## Text block:
I have to admit that I have added the *'s in *type*.  I have been caught out
by this too.  Its not the most convenient way to specify the types of a
large number of columns either.  As you have a lot of columns you might want
to do something like this:  as.list(rep(integer(1),250)), assuming your
dummies are together, to save typing.  Also storage.mode() is useful to tell
you the precise type (and therefore size) of an object e.g. sapply(coltypes,
storage.mode) is actually the types scan() will use.  Note that 'numeric'
could be 'double' or 'integer' which are important in your case to fit
inside the 1GB limit, because 'integer' (4 bytes) is half 'double' (8
bytes).

Perhaps someone on r-devel could enhance the documentation to make "type"
stand out in capitals in bold in help(scan)?  Or maybe scan could be clever
enough to accept a character vector 'what'.  Or maybe I'm missing a good
reason why this isn't possible - anyone? How about allowing a character
vector length one, with each character representing the type of that column
e.g.  what="IIIIDDCD" would mean 4 integers followed by 2 double's followed
by a character column, followed finally by a double column,  8 columns in
total.  Probably someone somewhere has done that already, but I'm not aware
anyone has wrapped it up conveniently?

On 25/04/06, Sachin J <[EMAIL PROTECTED]> wrote:
>
>  Mark:
>
> Here is the information I didn't provide in my earlier post. R version is
> R2.2.1 running on Windows XP.  My dataset has 16 variables with following
> data type.
> ColNumber:   1              2              3  .......16
> Datatypes:
>
> "numeric","numeric","numeric","numeric","numeric","numeric","character","numeric","numeric","character","character","numeric","numeric","numeric","numeric","numeric","numeric","numeric"
>
> Variable (2) which is numeric and variables denoted as character are to be
> treated as dummy variables in the regression.
>
> Search in R help list  suggested I can use read.csv with colClasses option
> also instead of using scan() and then converting it to dataframe as you
> suggested. I am trying both these methods but unable to resolve syntactical
> error.
>
> >coltypes<-
> c("numeric","factor","numeric","numeric","numeric","numeric","factor","numeric","numeric","factor","factor","numeric","numeric","numeric","numeric","numeric","numeric","numeric")
>
> >mydf <- read.csv("C:/temp/data.csv", header=FALSE, colClasses = coltypes,
> strip.white=TRUE)
>
> ERROR: Error in scan(file = file, what = what, sep = sep, quote = quote,
> dec = dec,  :
>         scan() expected 'a real', got 'V1'
>
> No idea whats the problem.
>
> AS PER YOUR SUGGESTION I TRIED scan() as follows:
>
>
> >coltypes<-c("numeric","factor","numeric","numeric","numeric","numeric","factor","numeric","numeric","factor","factor","numeric","numeric","numeric","numeric","numeric","numeric","numeric")

## Information given:

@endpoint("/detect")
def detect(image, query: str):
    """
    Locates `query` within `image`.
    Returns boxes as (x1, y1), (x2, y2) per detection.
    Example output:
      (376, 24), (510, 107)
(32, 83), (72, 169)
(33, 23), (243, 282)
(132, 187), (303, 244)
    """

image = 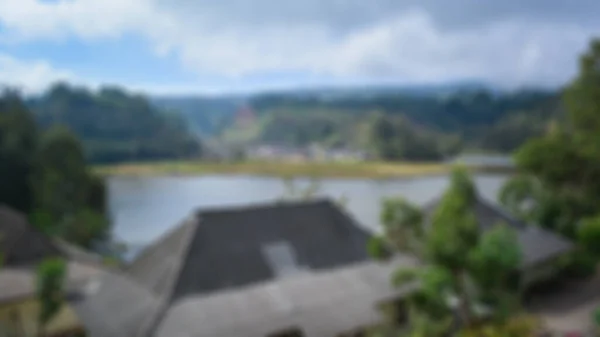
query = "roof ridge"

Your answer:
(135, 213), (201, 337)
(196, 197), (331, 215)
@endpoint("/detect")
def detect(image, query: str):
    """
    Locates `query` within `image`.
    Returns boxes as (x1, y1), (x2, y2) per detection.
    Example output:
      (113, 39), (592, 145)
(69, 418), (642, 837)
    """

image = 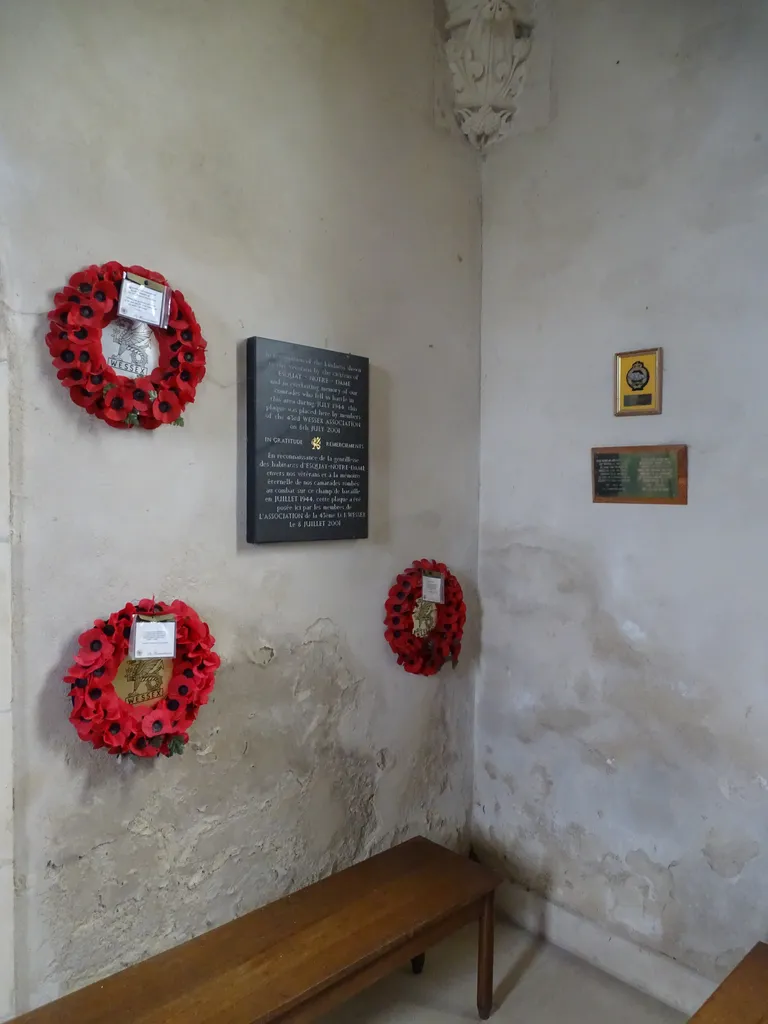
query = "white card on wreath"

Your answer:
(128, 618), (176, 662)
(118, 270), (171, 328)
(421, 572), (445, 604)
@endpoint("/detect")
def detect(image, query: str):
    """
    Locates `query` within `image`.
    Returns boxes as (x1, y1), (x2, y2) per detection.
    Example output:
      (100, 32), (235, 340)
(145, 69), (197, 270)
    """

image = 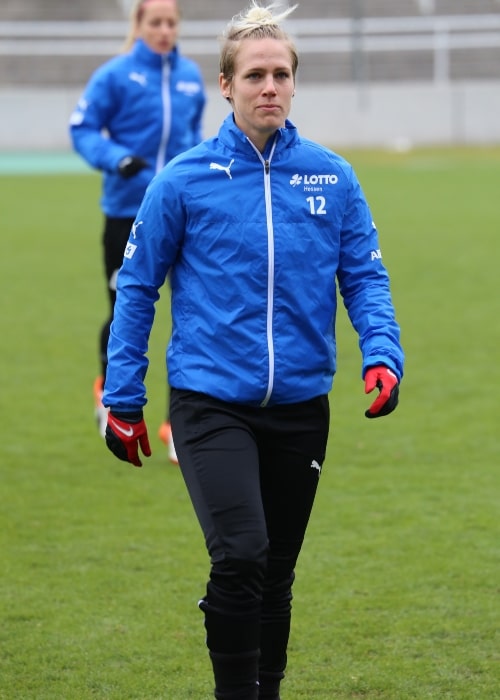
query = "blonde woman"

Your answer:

## Instruction:
Continue the thread about reading typed columns into R from where it stops. You won't need the items to do this.

## Result of the task:
> >x<-scan(file = 
> >"C:/temp/data.dbf",what=as.list(coltypes),sep=",",quiet=TRUE,skip=1)
>
> >names(x)<-scan(file = "C:/temp/data.dbf",what="",nlines=1, sep=",")
> >x<-as.data.frame(x)
>
> This is working fine but x has no data in it and contains
> > x
>
>  [1] X._.   NA.    NA..1  NA..2  NA..3  NA..4  NA..5  NA..6  NA..7  NA..8
> NA..9  NA..10 NA..11
> [14] NA..12 NA..13 NA..14 NA..15 NA..16
> <0 rows> (or 0-length row.names)
>
> Please let me know how to properly use scan or colClasses option.
>
> Sachin
>
>
>
>
>
> *Mark Stephens <[EMAIL PROTECTED]>* wrote:
>
> Sachin,
> With your dummies stored as integer, the size of your object would appear
> to be 350000 * (4*250 + 8*16) bytes = 376MB.
> You said "PC" but did not provide R version information, assuming windows
> then ...
> With 1GB RAM you should be able to load a 376MB object into memory. If you
> can store the dummies as 'raw' then object size is only 126MB.
> You don't say how you attempted to load the data. Assuming your input data
> is in text file (or can be) have you tried scan()? Setup the 'what'
> argument
> with length 266 and make sure the dummy column are set to integer() or
> raw(). Then x = scan(...); class(x)=" data.frame".
> What is the result of memory.limit()? If it is 256MB or 512MB, then try
> starting R with --max-mem-size=800M (I forget the syntax exactly). Leave a
> bit of room below 1GB. Once the object is in memory R may need to copy it
> once, or a few times. You may need to close all other apps in memory, or
> send them to swap.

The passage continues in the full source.